PROBLEM DETAILS: Below are records; transcribe only the line with "Reviewer note: every instance of the blue" and those after it, through the last line, without any change.

____

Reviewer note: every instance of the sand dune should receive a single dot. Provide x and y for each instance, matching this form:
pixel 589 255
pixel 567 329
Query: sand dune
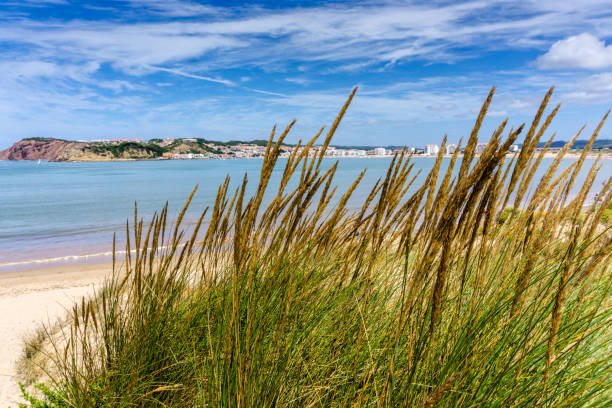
pixel 29 298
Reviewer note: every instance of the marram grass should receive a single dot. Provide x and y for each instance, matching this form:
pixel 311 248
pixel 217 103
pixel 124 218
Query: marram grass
pixel 440 298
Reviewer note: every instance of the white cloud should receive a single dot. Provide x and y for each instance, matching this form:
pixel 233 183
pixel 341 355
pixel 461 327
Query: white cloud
pixel 580 51
pixel 174 8
pixel 299 81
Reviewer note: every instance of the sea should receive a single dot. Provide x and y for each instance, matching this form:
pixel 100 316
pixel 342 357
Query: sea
pixel 63 213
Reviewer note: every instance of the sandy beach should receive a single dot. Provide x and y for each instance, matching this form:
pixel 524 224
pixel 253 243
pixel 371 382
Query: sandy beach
pixel 29 299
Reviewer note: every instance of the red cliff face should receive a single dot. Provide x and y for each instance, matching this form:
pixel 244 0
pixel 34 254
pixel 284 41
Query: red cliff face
pixel 35 149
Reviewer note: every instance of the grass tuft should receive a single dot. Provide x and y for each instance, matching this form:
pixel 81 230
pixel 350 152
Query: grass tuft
pixel 445 297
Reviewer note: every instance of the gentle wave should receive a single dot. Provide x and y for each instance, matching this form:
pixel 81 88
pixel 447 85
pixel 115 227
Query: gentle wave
pixel 62 259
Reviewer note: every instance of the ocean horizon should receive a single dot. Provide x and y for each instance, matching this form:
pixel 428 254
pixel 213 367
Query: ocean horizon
pixel 62 213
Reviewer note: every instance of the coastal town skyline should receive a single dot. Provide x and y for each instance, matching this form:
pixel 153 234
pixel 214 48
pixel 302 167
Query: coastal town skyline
pixel 149 68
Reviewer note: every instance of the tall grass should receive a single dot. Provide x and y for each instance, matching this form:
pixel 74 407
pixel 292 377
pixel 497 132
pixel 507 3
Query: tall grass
pixel 428 299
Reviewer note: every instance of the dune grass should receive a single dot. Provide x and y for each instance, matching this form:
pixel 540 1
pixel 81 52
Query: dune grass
pixel 420 300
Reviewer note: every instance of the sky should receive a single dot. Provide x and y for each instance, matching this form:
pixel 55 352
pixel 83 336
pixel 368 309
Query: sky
pixel 230 70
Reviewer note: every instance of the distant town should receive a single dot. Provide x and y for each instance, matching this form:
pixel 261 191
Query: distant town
pixel 256 149
pixel 51 149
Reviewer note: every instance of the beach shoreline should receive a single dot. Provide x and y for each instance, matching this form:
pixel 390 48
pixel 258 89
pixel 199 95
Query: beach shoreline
pixel 32 297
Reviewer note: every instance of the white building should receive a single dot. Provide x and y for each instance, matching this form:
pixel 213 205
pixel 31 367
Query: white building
pixel 431 150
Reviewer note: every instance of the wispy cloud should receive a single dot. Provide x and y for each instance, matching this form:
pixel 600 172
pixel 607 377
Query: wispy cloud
pixel 418 63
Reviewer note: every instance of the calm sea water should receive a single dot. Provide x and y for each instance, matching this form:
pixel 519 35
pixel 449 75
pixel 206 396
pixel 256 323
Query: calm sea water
pixel 67 212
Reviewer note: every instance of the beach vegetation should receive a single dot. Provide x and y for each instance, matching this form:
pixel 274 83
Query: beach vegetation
pixel 468 290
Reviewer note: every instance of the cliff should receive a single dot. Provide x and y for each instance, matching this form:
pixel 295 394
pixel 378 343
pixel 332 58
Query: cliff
pixel 63 150
pixel 38 149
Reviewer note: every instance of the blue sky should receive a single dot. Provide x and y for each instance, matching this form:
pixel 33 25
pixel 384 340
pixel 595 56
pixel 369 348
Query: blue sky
pixel 231 70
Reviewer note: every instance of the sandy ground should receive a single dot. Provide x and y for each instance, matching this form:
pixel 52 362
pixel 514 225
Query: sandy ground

____

WORKED SOLUTION:
Reviewer note: every instance of the blue sky should receive a single dot. Provide x and y for each instance, matching this form:
pixel 33 25
pixel 384 340
pixel 595 56
pixel 369 348
Query: blue sky
pixel 231 70
Reviewer note: every instance of the sandy ground should receive a single dot. Provide x and y for each instance, matching this form:
pixel 52 362
pixel 514 225
Query: sandy ground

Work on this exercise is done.